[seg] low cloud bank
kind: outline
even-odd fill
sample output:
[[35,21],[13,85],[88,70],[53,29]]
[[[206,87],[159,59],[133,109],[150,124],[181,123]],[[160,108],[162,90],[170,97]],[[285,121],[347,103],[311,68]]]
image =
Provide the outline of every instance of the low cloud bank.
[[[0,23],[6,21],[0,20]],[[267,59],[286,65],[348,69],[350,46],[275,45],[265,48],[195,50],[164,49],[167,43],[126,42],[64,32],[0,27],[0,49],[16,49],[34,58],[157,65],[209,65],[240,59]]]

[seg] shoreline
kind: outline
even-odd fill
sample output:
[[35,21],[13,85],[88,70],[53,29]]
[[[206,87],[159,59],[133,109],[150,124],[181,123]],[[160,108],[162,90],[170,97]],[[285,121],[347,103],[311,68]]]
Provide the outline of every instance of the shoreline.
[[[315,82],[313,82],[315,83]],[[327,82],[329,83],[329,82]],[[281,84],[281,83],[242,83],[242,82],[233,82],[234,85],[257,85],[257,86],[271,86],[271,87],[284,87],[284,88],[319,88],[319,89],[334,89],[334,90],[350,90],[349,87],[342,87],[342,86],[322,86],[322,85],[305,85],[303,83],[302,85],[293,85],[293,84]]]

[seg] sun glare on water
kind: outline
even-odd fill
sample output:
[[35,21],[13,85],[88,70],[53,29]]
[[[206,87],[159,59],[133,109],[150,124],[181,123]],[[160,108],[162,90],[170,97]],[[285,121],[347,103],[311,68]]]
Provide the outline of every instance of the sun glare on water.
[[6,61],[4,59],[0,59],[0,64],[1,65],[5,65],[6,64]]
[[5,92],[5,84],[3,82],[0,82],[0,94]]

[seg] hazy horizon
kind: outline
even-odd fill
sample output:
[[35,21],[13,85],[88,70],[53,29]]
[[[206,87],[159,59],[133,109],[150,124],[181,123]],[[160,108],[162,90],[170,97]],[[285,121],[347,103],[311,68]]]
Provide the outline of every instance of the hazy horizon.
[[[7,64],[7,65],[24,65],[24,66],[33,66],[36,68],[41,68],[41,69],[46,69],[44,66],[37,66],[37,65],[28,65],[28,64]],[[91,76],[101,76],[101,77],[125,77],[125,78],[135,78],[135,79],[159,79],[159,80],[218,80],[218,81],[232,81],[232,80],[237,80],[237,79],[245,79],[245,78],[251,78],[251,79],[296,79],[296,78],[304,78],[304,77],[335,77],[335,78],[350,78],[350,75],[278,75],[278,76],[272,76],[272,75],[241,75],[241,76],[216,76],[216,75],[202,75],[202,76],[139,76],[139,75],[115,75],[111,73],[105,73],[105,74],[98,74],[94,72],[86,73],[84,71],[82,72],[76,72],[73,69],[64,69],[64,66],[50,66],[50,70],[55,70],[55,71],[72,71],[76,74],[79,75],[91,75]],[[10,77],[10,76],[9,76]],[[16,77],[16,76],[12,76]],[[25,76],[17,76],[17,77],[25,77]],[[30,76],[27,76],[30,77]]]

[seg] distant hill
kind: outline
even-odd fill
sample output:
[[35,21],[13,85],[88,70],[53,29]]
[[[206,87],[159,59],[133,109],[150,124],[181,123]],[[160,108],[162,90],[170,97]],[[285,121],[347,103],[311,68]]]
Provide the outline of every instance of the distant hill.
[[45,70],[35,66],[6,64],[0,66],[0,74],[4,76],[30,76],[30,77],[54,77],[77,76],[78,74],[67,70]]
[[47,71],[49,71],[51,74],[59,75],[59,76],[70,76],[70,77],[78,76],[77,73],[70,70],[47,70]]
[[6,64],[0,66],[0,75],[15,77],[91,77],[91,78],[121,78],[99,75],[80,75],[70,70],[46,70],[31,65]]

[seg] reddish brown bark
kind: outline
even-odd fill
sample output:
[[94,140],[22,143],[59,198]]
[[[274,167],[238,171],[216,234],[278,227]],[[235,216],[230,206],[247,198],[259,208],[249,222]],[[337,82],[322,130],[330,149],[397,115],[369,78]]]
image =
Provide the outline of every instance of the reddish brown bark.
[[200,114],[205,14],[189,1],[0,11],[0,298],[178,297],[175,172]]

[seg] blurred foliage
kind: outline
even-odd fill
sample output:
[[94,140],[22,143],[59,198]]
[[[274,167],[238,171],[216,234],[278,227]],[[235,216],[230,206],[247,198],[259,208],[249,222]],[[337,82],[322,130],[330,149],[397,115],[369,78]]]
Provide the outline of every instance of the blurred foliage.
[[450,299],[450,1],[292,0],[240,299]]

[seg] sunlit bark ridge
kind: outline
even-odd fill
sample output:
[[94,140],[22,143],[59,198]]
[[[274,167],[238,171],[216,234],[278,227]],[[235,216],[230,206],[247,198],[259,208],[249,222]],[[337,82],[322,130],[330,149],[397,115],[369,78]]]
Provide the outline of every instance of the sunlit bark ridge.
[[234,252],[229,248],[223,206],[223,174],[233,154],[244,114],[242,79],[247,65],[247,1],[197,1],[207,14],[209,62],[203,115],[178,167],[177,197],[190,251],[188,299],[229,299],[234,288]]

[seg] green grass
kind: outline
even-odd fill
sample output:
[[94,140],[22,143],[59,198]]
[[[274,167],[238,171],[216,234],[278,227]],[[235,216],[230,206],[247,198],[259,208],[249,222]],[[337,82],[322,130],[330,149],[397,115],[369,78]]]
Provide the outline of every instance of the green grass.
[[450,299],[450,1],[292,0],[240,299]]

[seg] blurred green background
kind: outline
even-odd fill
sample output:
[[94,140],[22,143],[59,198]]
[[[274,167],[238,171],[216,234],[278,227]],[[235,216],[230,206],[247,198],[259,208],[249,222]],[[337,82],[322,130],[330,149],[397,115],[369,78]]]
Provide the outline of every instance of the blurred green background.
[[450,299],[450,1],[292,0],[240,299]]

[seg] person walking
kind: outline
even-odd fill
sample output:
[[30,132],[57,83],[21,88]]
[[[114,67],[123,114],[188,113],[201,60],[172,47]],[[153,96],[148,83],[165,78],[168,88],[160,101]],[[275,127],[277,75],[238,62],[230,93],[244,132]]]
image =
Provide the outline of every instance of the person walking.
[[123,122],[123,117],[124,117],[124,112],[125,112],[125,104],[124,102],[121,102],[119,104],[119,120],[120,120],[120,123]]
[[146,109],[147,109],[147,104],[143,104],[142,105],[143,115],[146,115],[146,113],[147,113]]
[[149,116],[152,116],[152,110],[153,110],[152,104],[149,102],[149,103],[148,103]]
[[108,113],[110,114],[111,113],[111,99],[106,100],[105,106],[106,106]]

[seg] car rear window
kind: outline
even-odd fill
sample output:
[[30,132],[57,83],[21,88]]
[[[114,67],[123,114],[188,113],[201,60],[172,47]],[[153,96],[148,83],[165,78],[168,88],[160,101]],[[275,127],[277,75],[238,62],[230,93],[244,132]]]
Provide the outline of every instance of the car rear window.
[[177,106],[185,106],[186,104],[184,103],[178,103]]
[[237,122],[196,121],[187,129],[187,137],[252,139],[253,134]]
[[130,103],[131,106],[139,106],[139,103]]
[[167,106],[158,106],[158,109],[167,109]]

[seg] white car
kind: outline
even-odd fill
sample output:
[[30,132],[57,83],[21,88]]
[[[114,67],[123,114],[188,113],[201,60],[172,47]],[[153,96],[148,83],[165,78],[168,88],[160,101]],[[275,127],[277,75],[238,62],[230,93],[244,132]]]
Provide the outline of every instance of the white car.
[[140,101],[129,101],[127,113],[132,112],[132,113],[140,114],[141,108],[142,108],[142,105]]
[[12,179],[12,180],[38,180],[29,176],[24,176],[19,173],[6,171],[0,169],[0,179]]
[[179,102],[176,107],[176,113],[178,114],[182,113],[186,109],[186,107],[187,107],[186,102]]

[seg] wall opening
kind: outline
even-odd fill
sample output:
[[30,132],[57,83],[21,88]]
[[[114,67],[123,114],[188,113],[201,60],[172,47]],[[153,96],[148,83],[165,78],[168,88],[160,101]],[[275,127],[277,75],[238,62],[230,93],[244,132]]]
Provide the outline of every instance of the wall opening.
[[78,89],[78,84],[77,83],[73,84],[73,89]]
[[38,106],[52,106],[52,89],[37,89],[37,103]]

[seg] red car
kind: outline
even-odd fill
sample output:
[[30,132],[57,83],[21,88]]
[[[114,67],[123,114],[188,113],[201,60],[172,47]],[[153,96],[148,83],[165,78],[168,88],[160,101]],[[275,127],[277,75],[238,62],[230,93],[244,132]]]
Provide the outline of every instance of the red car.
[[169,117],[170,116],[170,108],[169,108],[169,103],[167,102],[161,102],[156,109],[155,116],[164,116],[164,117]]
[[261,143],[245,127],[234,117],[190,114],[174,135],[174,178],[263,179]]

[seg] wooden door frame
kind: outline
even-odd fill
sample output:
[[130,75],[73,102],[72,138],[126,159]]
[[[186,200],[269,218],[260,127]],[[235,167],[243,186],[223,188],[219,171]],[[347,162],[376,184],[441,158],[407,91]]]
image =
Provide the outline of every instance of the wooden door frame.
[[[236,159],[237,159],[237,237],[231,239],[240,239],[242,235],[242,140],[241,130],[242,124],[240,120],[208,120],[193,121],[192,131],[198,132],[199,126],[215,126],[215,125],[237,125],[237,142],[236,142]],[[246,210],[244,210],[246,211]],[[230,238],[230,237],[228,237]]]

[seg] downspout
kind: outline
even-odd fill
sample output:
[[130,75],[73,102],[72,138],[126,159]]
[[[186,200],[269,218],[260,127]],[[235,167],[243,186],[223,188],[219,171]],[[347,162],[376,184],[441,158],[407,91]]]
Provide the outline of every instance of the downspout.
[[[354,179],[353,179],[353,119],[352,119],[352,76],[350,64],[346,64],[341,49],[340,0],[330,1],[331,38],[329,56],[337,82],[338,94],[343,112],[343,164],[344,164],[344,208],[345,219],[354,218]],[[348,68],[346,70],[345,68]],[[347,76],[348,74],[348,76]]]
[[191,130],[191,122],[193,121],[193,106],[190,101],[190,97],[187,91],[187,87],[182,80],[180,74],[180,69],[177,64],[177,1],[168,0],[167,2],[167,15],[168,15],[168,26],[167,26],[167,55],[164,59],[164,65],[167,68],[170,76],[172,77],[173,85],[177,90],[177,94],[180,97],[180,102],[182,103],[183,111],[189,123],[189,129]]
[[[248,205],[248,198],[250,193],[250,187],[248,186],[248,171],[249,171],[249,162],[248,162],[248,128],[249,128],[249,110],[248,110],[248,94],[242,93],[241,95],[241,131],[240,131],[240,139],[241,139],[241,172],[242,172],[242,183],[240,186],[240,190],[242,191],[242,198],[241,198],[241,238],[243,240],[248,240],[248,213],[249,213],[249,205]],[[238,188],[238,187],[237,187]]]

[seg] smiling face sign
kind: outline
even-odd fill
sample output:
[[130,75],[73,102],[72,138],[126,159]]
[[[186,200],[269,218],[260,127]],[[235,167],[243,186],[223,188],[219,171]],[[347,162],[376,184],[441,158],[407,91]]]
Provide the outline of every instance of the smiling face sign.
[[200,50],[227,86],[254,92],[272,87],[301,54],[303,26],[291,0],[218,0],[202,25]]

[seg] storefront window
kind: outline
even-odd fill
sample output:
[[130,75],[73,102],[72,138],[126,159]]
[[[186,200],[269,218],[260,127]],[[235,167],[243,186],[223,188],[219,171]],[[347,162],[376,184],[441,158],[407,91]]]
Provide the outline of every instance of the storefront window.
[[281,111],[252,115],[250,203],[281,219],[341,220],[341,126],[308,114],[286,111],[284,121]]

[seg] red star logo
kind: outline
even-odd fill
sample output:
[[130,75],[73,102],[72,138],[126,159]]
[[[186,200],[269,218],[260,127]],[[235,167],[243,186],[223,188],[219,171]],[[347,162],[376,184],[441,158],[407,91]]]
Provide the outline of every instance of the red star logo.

= = =

=== Task goal ===
Report the number of lines in the listing where the string "logo" appears, and nothing besides.

=== Output ===
2